■ Text under study ■
--------------------------------

3.1 Results of roof plane segmentation
To ensure the adequacy of candidate planes for the plane optimization model, a plane fitting operation by randomly sampling at least four points was introduced and the evaluation was performed on a per-roof plane level by ISPRS. The proposed method achieved 201 correctly reconstructed roof planes out of 202 that were fully reconstructed in Area 1, while 130 were correctly reconstructed for Area 3. Moreover, the correctness of the roof plane reconstruction in Areas 1 and 3 was 99.5% and 97.7%, respectively. Interestingly, the most common reason for false roof reconstruction is the insufficient number of points which is caused by the unsuccessful preprocessing of the building extraction. The extracted planes shown in Figure 10 will be used to construct the RSG.
Figure 10 shows that the global energy-optimized approach can be effective to extract roof planes. Compared with a traditional multi-model fitting method like RANSAC, the proposed approach can overcome inconsistencies such as noise and missing data between adjacent planes, and is more beneficial to construct the adjacent relationship between roof planes.
3.2 Structured reconstruction results
The final structured models are illustrated in Figure 11 and the heights of the building models are extracted from the ground point cloud. Since the visual perception rules of a roof structure are the only assumptions, the proposed approach can model a variety of complex buildings and deal with missing data.
The 37 buildings in Area 1 and 56 buildings in Area 3 were successfully reconstructed, while the number of correctly reconstructed roof planes for Areas 1 and 3 is 130 and 201, respectively, on a per-roof plane level. The dominant structures contain roof planes whose mutual covered area is greater than 97.5%, based on the ISPRS reference data, and the approximate number of planes located in the 2.5% area of overlap on a per-roof area level is 31 and 21, respectively. The main reason is that the missed input data that results from the building point cloud detection errors can easily lead to a degree of unsuccessful small patch modeling. The proposed building structural reconstruction is not sensitive to the failed segmentation since it is highly regularized by various visual perception rules. Furthermore, a visualized perception area factor, calculated by the map scale and human visual resolution, was used to generate various RSG models. The human visual resolution is always set to 0.2mm, while the map scale is usually determined by the degree of detail of the contents. For example, a map scale of 1:25000 will lead to a 5m identification accuracy through the human eye. The initial RSG model in LOD2 will be gradually simplified into the LOD1 model, as shown in Figure 12.
3.3 Comparison and evaluation
The reconstructed structural models shown in Figure 11 were assessed by the topology correctness and model precision, and compared to four state-of-the-art algorithms by the ISPRS. The assessment of topological consistency achieved from ISPRS is a process based on a mutual overlap between the reference and reconstructed, which is an expansion of the method presented by Rutzinger et al.[49]. The evaluation results on topology correctness were obtained on a per-roof plane level with a complete correctness for the topological reconstruction of approximately 66.8% (135 roof instances out of 202) and 60.15% (80 roof planes in 133) in Areas 1 and 3, respectively. A reasonable approach to overcome the limitation of topological differences is to improve the preprocessing step in the building points extraction, which is beyond the scope of this study.

--------------------------------

■ Data extract ■

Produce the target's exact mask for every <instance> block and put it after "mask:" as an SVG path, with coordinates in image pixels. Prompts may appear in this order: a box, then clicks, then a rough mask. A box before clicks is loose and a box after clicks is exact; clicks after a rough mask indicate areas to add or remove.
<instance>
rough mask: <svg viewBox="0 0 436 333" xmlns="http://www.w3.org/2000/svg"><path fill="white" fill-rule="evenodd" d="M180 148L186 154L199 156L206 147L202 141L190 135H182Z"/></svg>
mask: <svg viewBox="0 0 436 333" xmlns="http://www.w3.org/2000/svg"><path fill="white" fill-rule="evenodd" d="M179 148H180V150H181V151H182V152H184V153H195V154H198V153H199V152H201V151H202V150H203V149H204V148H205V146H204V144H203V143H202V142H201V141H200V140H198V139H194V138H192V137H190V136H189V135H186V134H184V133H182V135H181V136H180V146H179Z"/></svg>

--------------------------------

■ Study questions ■
[1] According to the roof reconstruction results, what value is the human visual resolution always set to?
[2] Please reproduce the stretch from "3.3 Comparison and" through "of this study." in the roof reconstruction results.

■ Answers below ■
[1] 0.2mm

[2]
3.3 Comparison and evaluation
The reconstructed structural models shown in Figure 11 were assessed by the topology correctness and model precision, and compared to four state-of-the-art algorithms by the ISPRS. The assessment of topological consistency achieved from ISPRS is a process based on a mutual overlap between the reference and reconstructed, which is an expansion of the method presented by Rutzinger et al.[49]. The evaluation results on topology correctness were obtained on a per-roof plane level with a complete correctness for the topological reconstruction of approximately 66.8% (135 roof instances out of 202) and 60.15% (80 roof planes in 133) in Areas 1 and 3, respectively. A reasonable approach to overcome the limitation of topological differences is to improve the preprocessing step in the building points extraction, which is beyond the scope of this study.